Excerpts of pointing data
________________________

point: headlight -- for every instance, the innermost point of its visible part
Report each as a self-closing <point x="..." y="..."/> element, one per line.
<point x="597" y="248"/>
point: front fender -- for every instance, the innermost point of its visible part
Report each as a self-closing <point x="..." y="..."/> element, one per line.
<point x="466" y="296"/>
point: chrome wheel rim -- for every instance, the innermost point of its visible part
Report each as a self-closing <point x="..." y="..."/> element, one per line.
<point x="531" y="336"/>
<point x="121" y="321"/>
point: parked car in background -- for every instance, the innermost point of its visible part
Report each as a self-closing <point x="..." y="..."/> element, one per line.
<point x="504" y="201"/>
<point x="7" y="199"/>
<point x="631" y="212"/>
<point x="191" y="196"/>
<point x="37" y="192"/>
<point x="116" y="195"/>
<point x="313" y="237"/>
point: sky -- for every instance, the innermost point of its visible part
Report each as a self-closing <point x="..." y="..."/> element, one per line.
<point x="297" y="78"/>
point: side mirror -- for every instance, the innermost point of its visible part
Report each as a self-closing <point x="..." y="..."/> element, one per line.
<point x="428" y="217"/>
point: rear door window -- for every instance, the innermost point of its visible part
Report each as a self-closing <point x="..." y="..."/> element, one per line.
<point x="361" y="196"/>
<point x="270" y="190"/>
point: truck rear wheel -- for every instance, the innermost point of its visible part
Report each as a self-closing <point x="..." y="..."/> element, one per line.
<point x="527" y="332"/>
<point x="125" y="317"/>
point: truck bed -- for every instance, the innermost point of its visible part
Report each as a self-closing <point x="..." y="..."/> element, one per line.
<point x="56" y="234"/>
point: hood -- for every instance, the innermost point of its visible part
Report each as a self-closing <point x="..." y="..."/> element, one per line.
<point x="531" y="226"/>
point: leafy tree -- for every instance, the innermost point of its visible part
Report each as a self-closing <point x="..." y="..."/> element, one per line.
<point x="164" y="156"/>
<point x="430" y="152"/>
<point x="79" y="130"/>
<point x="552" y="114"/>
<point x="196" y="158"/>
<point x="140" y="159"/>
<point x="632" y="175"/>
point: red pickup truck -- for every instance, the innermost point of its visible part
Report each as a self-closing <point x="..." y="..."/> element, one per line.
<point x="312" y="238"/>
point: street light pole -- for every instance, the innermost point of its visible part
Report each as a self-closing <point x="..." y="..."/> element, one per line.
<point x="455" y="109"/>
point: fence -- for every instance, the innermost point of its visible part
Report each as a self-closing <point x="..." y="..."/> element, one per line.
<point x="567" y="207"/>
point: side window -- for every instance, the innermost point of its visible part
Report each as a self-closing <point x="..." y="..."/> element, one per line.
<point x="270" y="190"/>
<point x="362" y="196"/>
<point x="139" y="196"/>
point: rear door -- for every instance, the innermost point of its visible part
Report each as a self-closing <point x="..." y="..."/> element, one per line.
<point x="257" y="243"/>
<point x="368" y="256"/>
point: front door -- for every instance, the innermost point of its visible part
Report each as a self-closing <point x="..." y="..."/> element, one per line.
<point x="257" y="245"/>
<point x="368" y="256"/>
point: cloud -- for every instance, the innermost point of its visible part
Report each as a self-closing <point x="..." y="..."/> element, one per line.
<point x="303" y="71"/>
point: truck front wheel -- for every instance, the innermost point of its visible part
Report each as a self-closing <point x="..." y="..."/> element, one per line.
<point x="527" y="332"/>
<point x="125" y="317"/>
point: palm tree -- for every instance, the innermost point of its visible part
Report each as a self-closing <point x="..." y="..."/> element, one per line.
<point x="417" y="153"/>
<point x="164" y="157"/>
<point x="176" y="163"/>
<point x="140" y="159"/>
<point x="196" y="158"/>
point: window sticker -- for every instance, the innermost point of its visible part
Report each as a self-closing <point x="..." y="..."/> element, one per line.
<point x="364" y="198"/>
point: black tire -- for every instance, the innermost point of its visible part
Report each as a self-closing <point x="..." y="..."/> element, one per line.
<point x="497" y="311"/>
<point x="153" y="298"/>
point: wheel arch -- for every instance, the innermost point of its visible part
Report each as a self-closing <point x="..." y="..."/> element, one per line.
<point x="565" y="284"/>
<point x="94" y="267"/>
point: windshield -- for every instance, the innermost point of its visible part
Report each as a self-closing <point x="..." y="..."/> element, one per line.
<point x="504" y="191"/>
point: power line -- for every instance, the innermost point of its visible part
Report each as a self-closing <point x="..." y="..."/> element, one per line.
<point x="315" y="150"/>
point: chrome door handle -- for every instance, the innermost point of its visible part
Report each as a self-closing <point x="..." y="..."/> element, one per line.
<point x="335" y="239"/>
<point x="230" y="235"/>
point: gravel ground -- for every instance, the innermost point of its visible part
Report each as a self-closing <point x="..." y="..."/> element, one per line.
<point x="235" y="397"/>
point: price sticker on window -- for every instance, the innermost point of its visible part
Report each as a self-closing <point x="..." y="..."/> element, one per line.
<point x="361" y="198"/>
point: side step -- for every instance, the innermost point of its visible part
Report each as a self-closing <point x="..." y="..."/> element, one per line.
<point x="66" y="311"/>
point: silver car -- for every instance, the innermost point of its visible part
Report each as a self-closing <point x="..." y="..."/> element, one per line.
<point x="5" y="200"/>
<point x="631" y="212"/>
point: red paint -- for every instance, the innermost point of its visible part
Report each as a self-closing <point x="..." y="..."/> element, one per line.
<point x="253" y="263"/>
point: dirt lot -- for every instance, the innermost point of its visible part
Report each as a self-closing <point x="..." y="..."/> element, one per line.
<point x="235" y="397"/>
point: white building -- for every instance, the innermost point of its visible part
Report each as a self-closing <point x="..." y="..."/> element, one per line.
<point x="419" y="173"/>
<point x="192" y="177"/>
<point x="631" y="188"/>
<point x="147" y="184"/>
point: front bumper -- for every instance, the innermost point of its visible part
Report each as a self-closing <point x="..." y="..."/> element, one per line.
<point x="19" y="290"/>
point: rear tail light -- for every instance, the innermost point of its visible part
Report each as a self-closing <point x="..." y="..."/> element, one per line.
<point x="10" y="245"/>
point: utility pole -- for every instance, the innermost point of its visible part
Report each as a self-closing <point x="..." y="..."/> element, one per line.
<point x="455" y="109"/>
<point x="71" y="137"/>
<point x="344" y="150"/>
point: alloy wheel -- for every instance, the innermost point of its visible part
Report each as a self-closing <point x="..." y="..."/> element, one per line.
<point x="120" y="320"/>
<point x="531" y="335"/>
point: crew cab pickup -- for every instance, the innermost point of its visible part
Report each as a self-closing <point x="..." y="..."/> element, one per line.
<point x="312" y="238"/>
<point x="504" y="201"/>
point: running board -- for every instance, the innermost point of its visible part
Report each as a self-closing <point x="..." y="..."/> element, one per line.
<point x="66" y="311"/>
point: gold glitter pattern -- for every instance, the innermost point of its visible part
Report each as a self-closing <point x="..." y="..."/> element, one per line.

________________________

DIRECTIONS: Output the lines above verbatim and in full.

EXERCISE RESPONSE:
point: headlight -- for every instance, the innermost point of its visible part
Report each as a self-closing <point x="..." y="..."/> element, one per line.
<point x="597" y="248"/>
point: front fender -- for every instance, the innermost point of its visible part
Report each as a self-closing <point x="..." y="..."/> element, one per line.
<point x="466" y="296"/>
point: chrome wheel rim -- for every instance, the innermost point of its visible part
Report each as a self-closing <point x="..." y="..."/> element, one per line.
<point x="531" y="336"/>
<point x="121" y="321"/>
point: parked car in background -- for every instance, the innermost point of its visible part
Report each as a self-closing <point x="..." y="..."/> element, one per line.
<point x="504" y="201"/>
<point x="7" y="199"/>
<point x="631" y="212"/>
<point x="191" y="196"/>
<point x="37" y="192"/>
<point x="116" y="195"/>
<point x="313" y="237"/>
point: sky -- for every instance, the innermost point of its visible part
Report each as a self-closing <point x="..." y="..."/> element, one per line.
<point x="297" y="78"/>
point: side mirror -- for every instance, the innermost point of its visible part
Report each as a self-closing <point x="..." y="..."/> element, one per line.
<point x="428" y="217"/>
point: rear door window -- for every instance, the innermost point of its visible part
Report each as a self-closing <point x="..." y="..."/> element, one per line.
<point x="361" y="196"/>
<point x="270" y="190"/>
point: truck rear wheel -- for every instance, the innermost point of its visible part
Report each as a self-closing <point x="..." y="..."/> element, one per line.
<point x="527" y="332"/>
<point x="125" y="317"/>
point: truck bed -- for every instance, the innermost point of its visible part
Report each as a self-closing <point x="..." y="..."/> element, one per line.
<point x="56" y="234"/>
point: hood -- for every instance, the innermost point of its visible part
Report each as a self-closing <point x="..." y="..."/> element, one per line.
<point x="531" y="226"/>
point: leafy tree -- for every instance, the innermost point of its visible part
Report each as a self-closing <point x="..." y="..."/> element, one per line.
<point x="164" y="156"/>
<point x="430" y="152"/>
<point x="79" y="130"/>
<point x="552" y="114"/>
<point x="196" y="158"/>
<point x="140" y="159"/>
<point x="632" y="175"/>
point: red pickup truck -- for every instance, the innermost point of its visible part
Report each as a self-closing <point x="..." y="..."/> element, one per line.
<point x="312" y="238"/>
point: street light pole -- for every instance, the innermost point of its visible part
Report each as a self-closing <point x="..." y="..."/> element, one per line.
<point x="455" y="109"/>
point: fence -- for every instance, the innermost point of its visible part
Report each as a self-closing <point x="..." y="..."/> element, one per line.
<point x="567" y="207"/>
point: side window -- for every instance, the innermost point of its visible part
Report each as a self-closing <point x="..." y="..."/> element, one per line.
<point x="270" y="190"/>
<point x="362" y="196"/>
<point x="139" y="196"/>
point: rear door -- for every instance, the innermost point of its visible part
Report each as a self-closing <point x="..." y="..."/> element, one per line.
<point x="257" y="243"/>
<point x="368" y="256"/>
point: front door -- for every instance, the innermost point of its visible part
Report each as a self-closing <point x="..." y="..."/> element, one per line.
<point x="257" y="245"/>
<point x="368" y="256"/>
point: cloud -- for every instance, the innermost point of its visible part
Report each as a self-closing <point x="..." y="..."/> element, one per line.
<point x="303" y="71"/>
point: truck front wheel -- for every instance, the innermost point of its visible part
Report each as a self-closing <point x="..." y="..."/> element, one per line.
<point x="527" y="332"/>
<point x="125" y="317"/>
point: palm tree -- for every instance, the innermost point of its visible part
Report each as a self-closing <point x="..." y="..."/> element, one per line.
<point x="417" y="153"/>
<point x="164" y="157"/>
<point x="176" y="163"/>
<point x="140" y="159"/>
<point x="196" y="158"/>
point: window sticker -- for every instance, the innermost point of its visible part
Report each as a self-closing <point x="..." y="..."/> element, one per line.
<point x="364" y="198"/>
point: black tire -- for every instance, the innermost point of its visible part
Report each as a self-closing <point x="..." y="..."/> element, one per line.
<point x="497" y="311"/>
<point x="153" y="298"/>
point: wheel arch -- for every instance, the innermost point of its visible part
Report each as a self-closing <point x="..." y="..."/> element, one per line.
<point x="565" y="284"/>
<point x="94" y="267"/>
point: windshield -- for every instance, the innermost point of its visible part
Report each as a self-closing <point x="..." y="..."/> element, one per line.
<point x="504" y="191"/>
point: power line -- for every instance, the innermost point of its visible part
Report each as a self-closing <point x="..." y="..."/> element, one per line.
<point x="315" y="150"/>
point: chrome door handle -- for every instance, the innermost point of its visible part
Report each as a self-closing <point x="..." y="..."/> element, one per line.
<point x="335" y="239"/>
<point x="230" y="235"/>
point: gravel ground -- for every instance, the innermost point of its visible part
Report each as a self-closing <point x="..." y="..."/> element, one per line.
<point x="235" y="397"/>
point: price sticker on window -- for every instance, the innermost point of its visible part
Report each as a self-closing <point x="..." y="..."/> element, one per line.
<point x="361" y="198"/>
point: side step -- for every instance, the innermost point of its visible part
Report each as a self-closing <point x="..." y="..."/> element, one per line.
<point x="66" y="311"/>
point: silver car -- for every instance, the innermost point of its visible part
Report each as a self-closing <point x="..." y="..."/> element, one per line.
<point x="5" y="200"/>
<point x="631" y="212"/>
point: red paint -- for every instance, the innermost point of its visible part
Report each as a self-closing <point x="..." y="..."/> element, one per line.
<point x="253" y="263"/>
point: dirt lot -- for every instance, the innermost point of its visible part
Report each as a self-closing <point x="..." y="..."/> element, one per line.
<point x="235" y="397"/>
point: white building -- for every instance, the innermost point of its visible part
Report each as a self-closing <point x="..." y="..."/> element, one per line.
<point x="419" y="173"/>
<point x="192" y="177"/>
<point x="631" y="188"/>
<point x="147" y="184"/>
point: front bumper -- for every instance, the innermost point of its visible part
Report each as a self-closing <point x="..." y="..."/> element, one per line.
<point x="19" y="290"/>
point: rear tail light -- for every instance, the innermost point of its visible part
Report each as a self-closing <point x="..." y="..."/> element, one per line.
<point x="10" y="245"/>
point: utility pole -- for every instance, the innermost point of its visible part
Report each as a self-closing <point x="..." y="..."/> element, one per line.
<point x="455" y="109"/>
<point x="71" y="137"/>
<point x="344" y="150"/>
point: alloy wheel -- for every instance, the innermost point of its visible part
Report each as a self-closing <point x="..." y="..."/> element, one per line.
<point x="120" y="320"/>
<point x="531" y="335"/>
point: crew cab pickup -- for every instance, the innermost point of its visible part
Report each as a self-closing <point x="..." y="..."/> element, one per line.
<point x="312" y="238"/>
<point x="504" y="201"/>
point: running board -- for every instance, the innermost point of its visible part
Report each as a self-closing <point x="..." y="..."/> element, one per line.
<point x="66" y="311"/>
point: gold glitter pattern -- for every instance, the innermost point of its visible part
Report each as a self-closing <point x="..." y="..."/> element, one per line.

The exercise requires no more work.